§ What the task asks: If a line in the entries below holds the string "face", copy it.

§ Data for processing:
▬▬▬▬▬▬▬▬▬▬

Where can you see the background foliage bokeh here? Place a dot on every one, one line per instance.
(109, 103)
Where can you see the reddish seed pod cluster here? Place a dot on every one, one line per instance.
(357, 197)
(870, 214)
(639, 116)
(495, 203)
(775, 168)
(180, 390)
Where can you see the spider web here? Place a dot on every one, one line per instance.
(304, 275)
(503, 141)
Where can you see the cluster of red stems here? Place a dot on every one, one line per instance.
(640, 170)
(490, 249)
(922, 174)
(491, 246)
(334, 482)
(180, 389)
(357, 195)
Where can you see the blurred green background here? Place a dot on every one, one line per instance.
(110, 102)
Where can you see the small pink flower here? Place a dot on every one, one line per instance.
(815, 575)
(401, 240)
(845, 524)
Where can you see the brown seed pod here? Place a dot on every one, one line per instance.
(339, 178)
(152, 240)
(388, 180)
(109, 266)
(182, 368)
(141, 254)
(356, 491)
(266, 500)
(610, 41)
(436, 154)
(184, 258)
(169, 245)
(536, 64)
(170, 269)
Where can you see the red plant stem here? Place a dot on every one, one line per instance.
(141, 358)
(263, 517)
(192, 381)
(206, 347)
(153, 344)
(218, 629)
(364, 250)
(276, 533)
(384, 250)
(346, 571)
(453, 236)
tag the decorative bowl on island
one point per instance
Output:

▬▬▬▬▬▬▬▬▬▬

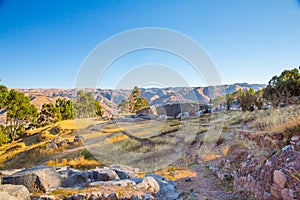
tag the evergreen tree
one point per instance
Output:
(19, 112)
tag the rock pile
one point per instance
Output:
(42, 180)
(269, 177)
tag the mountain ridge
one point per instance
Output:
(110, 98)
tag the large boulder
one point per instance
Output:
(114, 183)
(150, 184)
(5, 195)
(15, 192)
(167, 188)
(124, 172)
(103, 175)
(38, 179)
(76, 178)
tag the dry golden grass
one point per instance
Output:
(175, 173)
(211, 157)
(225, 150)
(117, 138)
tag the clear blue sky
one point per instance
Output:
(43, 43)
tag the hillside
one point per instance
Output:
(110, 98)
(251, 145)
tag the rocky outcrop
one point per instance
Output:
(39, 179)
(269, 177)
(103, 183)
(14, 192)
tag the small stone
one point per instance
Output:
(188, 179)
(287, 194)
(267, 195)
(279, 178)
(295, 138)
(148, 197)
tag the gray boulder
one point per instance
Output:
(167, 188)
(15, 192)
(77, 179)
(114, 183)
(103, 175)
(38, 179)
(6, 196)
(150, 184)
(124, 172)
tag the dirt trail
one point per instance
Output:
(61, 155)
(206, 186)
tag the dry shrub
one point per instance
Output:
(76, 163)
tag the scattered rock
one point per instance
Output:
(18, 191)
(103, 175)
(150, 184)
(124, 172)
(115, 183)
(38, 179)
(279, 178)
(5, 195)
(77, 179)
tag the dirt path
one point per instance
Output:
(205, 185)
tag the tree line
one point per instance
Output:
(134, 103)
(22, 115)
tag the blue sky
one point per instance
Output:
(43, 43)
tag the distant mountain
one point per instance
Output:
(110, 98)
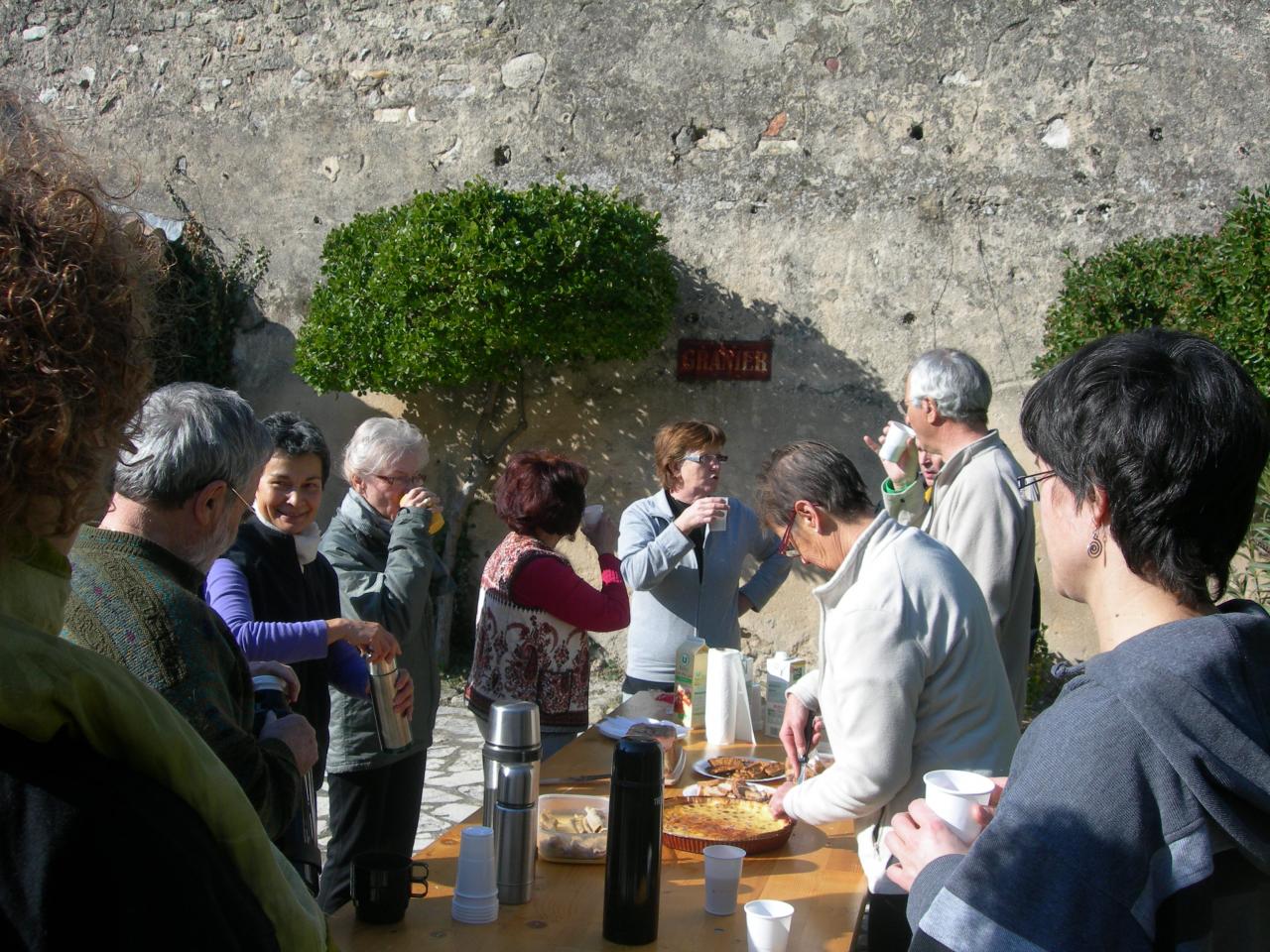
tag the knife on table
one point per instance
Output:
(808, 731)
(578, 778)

▬▬▬▬▬▬▬▬▬▬

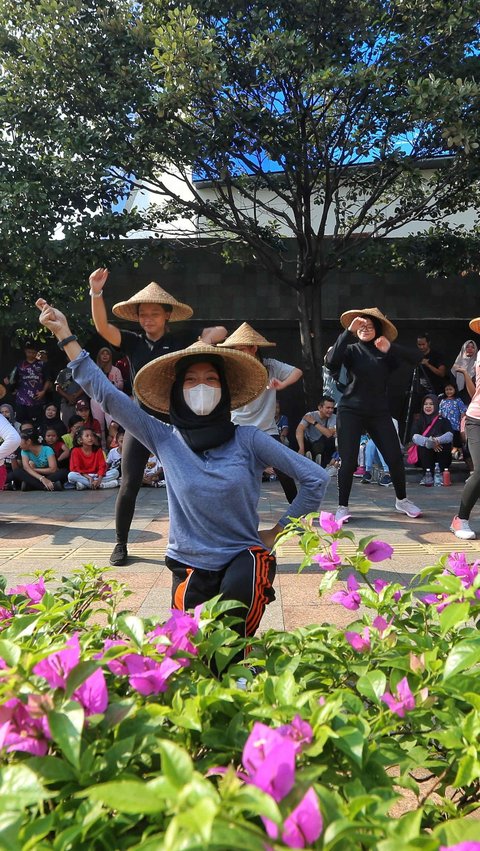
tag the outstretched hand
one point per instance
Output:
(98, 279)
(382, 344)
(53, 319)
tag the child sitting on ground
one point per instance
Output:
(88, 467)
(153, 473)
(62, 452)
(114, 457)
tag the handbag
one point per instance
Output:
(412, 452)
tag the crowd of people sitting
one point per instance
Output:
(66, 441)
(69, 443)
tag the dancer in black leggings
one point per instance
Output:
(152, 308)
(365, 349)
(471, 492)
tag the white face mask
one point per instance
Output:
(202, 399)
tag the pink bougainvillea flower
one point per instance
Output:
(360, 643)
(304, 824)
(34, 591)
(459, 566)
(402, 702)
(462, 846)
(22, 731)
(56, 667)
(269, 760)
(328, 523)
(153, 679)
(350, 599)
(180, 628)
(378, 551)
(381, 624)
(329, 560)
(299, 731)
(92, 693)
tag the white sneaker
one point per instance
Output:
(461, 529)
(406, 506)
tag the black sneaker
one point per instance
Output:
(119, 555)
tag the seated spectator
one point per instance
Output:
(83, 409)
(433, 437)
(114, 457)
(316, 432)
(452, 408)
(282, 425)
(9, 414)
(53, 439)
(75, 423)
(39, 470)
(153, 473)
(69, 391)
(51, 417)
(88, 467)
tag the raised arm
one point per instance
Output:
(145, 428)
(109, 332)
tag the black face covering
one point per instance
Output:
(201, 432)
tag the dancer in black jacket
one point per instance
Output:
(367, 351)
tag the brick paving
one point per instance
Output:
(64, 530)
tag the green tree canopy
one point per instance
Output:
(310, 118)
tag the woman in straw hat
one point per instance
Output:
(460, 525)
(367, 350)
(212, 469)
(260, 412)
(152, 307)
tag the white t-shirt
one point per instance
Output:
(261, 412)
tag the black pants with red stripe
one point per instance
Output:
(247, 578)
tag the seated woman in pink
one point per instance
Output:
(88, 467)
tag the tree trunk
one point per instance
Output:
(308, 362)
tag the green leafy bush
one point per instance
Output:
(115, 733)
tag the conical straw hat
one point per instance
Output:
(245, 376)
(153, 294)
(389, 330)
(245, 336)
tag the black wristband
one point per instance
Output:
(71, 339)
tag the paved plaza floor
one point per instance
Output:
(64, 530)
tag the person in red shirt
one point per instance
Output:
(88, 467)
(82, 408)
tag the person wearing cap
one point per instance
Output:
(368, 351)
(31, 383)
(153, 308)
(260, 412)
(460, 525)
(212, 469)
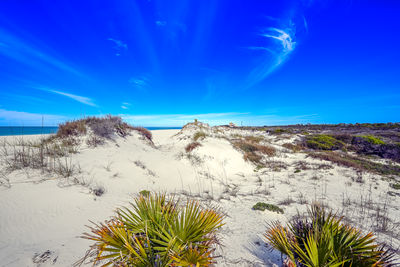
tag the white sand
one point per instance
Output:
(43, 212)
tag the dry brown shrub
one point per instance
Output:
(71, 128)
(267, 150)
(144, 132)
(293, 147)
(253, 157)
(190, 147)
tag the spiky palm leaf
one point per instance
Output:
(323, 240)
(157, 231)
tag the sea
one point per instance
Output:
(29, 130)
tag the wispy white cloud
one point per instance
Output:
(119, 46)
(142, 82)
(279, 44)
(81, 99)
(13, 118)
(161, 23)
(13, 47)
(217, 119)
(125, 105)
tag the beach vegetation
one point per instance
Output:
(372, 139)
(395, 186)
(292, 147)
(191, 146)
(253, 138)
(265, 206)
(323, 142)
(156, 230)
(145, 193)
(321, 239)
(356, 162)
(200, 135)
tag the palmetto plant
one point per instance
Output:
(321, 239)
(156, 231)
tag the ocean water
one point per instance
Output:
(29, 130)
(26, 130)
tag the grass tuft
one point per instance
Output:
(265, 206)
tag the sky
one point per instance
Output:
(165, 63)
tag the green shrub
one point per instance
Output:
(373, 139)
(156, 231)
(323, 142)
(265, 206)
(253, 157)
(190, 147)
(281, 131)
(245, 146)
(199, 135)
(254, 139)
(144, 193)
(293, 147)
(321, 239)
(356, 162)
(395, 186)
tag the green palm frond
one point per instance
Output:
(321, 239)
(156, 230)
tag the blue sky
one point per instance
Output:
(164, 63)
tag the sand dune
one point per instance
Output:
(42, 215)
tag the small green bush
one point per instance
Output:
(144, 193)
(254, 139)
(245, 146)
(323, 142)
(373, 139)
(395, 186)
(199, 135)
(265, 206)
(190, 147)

▬▬▬▬▬▬▬▬▬▬

§ Exercise result:
tag the white face mask
tag the black face covering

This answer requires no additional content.